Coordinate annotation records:

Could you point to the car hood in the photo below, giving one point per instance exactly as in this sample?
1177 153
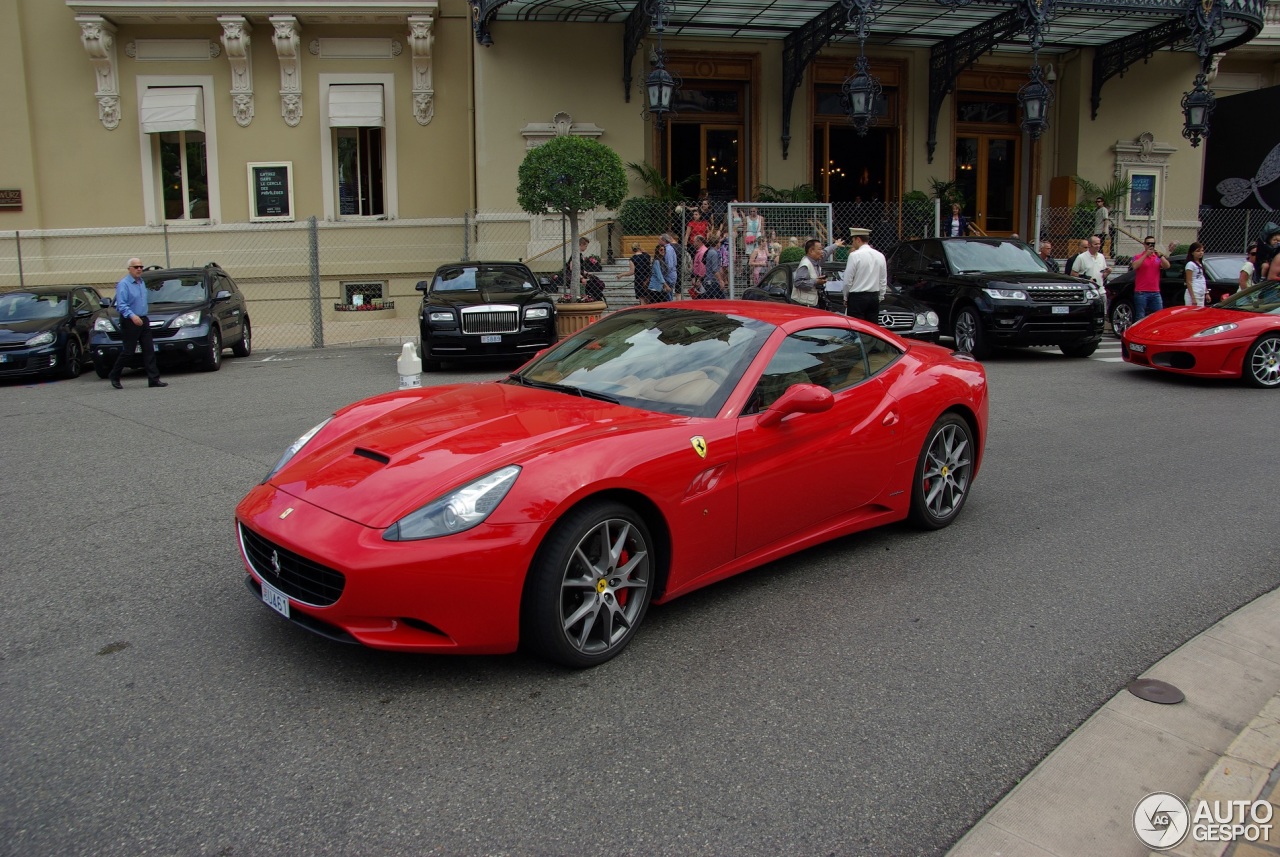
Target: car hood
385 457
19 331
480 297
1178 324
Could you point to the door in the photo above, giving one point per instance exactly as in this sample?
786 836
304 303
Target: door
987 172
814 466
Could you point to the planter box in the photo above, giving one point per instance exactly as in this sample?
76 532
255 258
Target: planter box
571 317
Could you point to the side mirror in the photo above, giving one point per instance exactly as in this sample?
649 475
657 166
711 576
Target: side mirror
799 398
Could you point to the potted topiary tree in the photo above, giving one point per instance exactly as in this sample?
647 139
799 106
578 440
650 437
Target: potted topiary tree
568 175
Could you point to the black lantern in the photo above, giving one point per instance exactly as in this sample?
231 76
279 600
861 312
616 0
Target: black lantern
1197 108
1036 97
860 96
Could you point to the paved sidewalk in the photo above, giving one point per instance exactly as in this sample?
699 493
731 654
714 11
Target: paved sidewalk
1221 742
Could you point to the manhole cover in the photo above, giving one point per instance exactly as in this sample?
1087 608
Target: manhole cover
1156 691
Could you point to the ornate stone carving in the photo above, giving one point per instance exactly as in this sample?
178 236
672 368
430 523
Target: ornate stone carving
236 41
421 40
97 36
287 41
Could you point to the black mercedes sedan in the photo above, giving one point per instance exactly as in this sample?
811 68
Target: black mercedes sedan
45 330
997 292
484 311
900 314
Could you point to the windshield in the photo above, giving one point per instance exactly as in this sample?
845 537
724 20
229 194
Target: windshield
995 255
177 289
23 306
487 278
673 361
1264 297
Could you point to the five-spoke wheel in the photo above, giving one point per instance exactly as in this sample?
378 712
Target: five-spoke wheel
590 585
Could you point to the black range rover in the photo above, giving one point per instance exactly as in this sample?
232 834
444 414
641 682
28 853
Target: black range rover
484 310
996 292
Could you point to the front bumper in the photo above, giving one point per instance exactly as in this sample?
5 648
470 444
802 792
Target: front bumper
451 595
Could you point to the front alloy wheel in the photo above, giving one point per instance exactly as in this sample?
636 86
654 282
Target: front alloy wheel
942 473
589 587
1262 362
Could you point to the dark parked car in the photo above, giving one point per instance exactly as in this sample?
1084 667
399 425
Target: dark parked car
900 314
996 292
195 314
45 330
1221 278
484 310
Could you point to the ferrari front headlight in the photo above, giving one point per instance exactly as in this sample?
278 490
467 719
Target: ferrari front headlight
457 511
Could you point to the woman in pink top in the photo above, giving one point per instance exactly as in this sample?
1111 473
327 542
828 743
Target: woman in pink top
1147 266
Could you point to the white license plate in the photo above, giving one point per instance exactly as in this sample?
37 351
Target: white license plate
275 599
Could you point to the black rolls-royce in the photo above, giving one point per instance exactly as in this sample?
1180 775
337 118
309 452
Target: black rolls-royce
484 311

...

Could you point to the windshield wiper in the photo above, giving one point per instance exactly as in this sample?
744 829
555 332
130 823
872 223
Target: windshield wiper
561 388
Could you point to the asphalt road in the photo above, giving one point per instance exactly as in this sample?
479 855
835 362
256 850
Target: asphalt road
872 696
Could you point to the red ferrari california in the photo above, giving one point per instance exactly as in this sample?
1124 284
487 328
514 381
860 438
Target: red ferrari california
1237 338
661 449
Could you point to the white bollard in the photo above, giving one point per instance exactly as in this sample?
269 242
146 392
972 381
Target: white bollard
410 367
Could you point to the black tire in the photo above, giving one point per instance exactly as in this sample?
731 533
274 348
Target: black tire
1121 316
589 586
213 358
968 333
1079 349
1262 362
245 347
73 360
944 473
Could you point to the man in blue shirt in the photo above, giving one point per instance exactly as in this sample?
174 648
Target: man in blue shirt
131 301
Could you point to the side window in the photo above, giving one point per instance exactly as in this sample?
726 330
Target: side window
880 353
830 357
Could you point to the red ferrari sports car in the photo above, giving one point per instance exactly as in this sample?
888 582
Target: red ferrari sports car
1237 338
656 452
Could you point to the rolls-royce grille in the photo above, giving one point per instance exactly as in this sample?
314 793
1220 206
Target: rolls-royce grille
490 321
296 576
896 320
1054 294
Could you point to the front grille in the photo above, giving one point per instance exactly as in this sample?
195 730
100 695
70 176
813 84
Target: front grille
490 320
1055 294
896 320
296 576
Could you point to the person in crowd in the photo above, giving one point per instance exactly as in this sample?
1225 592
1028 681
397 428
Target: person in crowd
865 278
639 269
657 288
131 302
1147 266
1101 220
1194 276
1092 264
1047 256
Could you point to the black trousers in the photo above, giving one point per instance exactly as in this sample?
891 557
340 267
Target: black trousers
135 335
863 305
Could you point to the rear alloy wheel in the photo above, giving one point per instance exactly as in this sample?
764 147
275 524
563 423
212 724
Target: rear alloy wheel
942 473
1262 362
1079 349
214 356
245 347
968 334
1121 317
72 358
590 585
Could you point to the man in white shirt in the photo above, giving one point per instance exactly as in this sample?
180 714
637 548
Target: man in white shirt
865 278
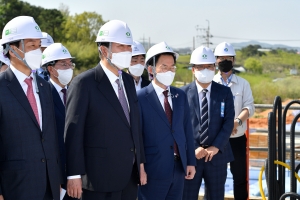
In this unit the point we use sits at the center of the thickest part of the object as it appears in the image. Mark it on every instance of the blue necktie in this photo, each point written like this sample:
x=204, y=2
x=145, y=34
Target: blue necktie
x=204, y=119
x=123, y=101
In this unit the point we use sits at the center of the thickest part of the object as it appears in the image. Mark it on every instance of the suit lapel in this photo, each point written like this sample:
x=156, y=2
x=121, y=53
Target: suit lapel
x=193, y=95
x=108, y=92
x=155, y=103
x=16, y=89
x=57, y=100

> **Request**: Please find each line in the records above that contains the string "white", matching case exactly, and copy those lines out.

> **Result of the exercise**:
Could you point to the white license plate in the photo above, giving one point per instance exactly as in this sample?
Target: white license plate
Could you point to the white bollard in the photo above, giving one point per instance exactly as in this sample?
Target: white bollard
Could you point to the man in white shirt in the photo above, giving one point per instance exactly as in this sample?
Target: man in white shirt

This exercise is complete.